STATED GOAL → In the forum post, what file sizes does the poster say the hash function must handle?

PASSAGE →

- - -

KaFu

SMF - The fastest duplicate files finder... [Updated 2017-Jun-18]

192 posts in this topic

#181 ·  Posted (edited)

KaFu,

Thanks for everything, your MVP guys...i just have to learn ;)

I have a little "request", sorry if bother you. On the first page i have see:

added trimmed md5 short calculation (false md5, but sufficient for dup-search and a great speed improvement!)

Well, i need a function like that. I need to take a file ( can be 1MB or 7GB, this is the main problem ) and get a CRC, MD5 or whatever ( faster way is the better way ) and keep it for future reference/comparing. Your code isn't the best well commented i have ever seen, without any offense i have a great respect :D

Can you just extract that "trimmed md5 short calculation" and make a little UDF/Func? Something easy like:

Func MD5ShortCalc($sFilePath)

- - -

EXTRACTED MATERIAL →
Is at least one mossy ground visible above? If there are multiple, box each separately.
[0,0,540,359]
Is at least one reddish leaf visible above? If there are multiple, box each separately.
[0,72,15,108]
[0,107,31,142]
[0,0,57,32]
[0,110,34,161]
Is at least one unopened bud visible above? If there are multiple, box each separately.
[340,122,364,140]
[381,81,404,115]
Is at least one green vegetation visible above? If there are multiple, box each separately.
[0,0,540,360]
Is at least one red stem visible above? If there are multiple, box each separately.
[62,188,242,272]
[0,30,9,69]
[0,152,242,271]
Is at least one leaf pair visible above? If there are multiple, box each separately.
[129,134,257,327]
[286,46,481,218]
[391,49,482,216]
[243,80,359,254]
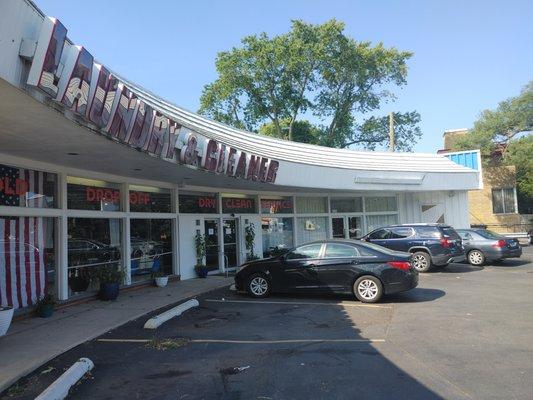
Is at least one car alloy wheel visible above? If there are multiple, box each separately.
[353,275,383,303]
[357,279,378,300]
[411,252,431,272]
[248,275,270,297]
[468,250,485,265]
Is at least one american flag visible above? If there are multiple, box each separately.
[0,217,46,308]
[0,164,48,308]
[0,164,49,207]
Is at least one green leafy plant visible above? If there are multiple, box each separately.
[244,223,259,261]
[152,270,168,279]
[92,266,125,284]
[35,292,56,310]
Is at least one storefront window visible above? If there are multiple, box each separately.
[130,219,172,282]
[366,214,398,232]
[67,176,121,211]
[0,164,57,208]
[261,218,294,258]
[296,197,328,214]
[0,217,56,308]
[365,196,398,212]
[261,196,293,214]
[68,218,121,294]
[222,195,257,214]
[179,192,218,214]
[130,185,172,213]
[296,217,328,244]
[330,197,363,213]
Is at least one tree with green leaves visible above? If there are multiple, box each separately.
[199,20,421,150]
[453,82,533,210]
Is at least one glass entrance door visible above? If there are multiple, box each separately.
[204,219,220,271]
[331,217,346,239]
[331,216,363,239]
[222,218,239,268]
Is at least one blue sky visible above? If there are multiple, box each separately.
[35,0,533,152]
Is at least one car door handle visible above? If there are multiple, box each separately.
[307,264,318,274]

- - -

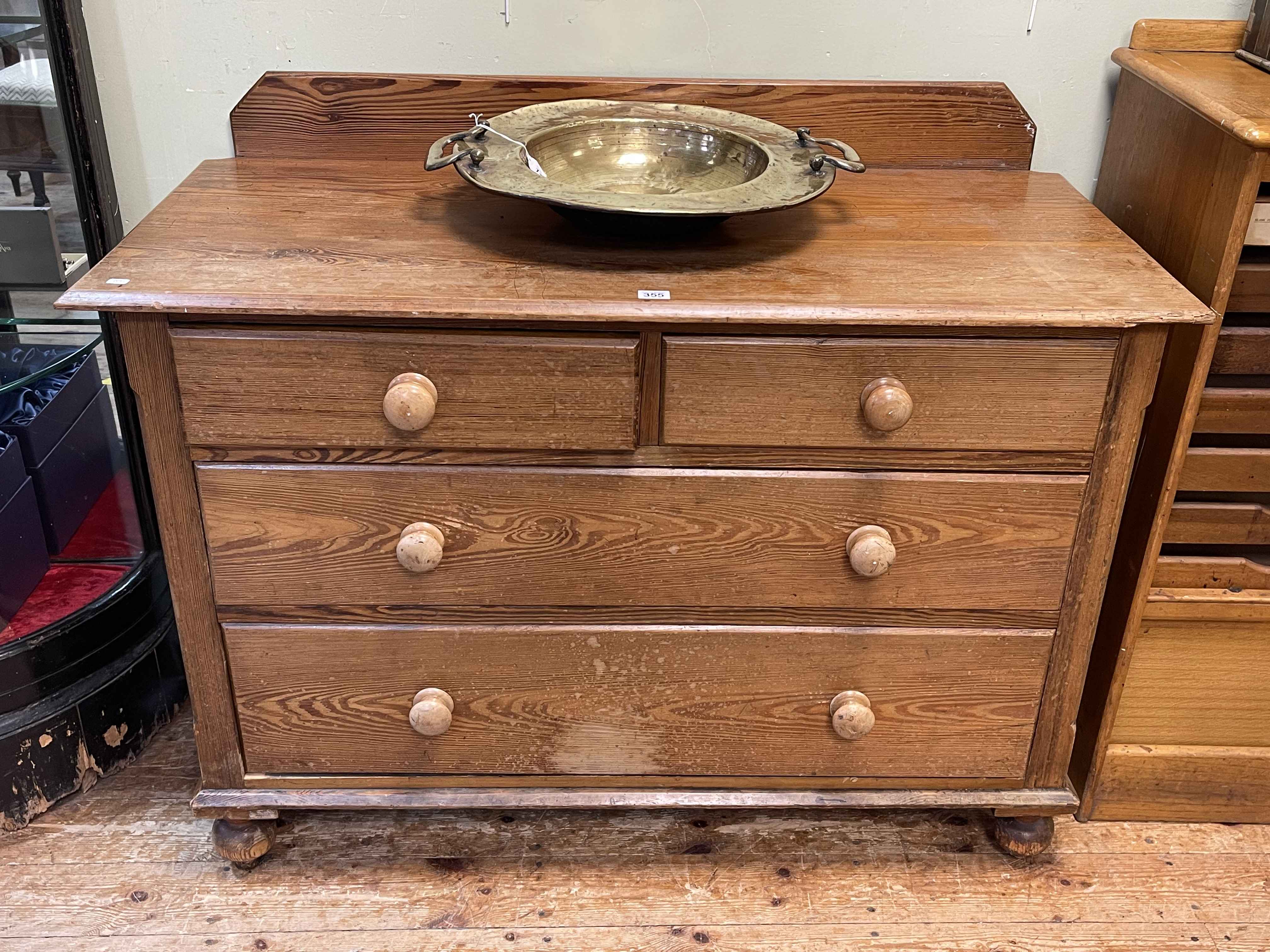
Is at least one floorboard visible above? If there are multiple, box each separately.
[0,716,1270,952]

- - -

TASK OUTPUT → Files from 1MB up to 7GB.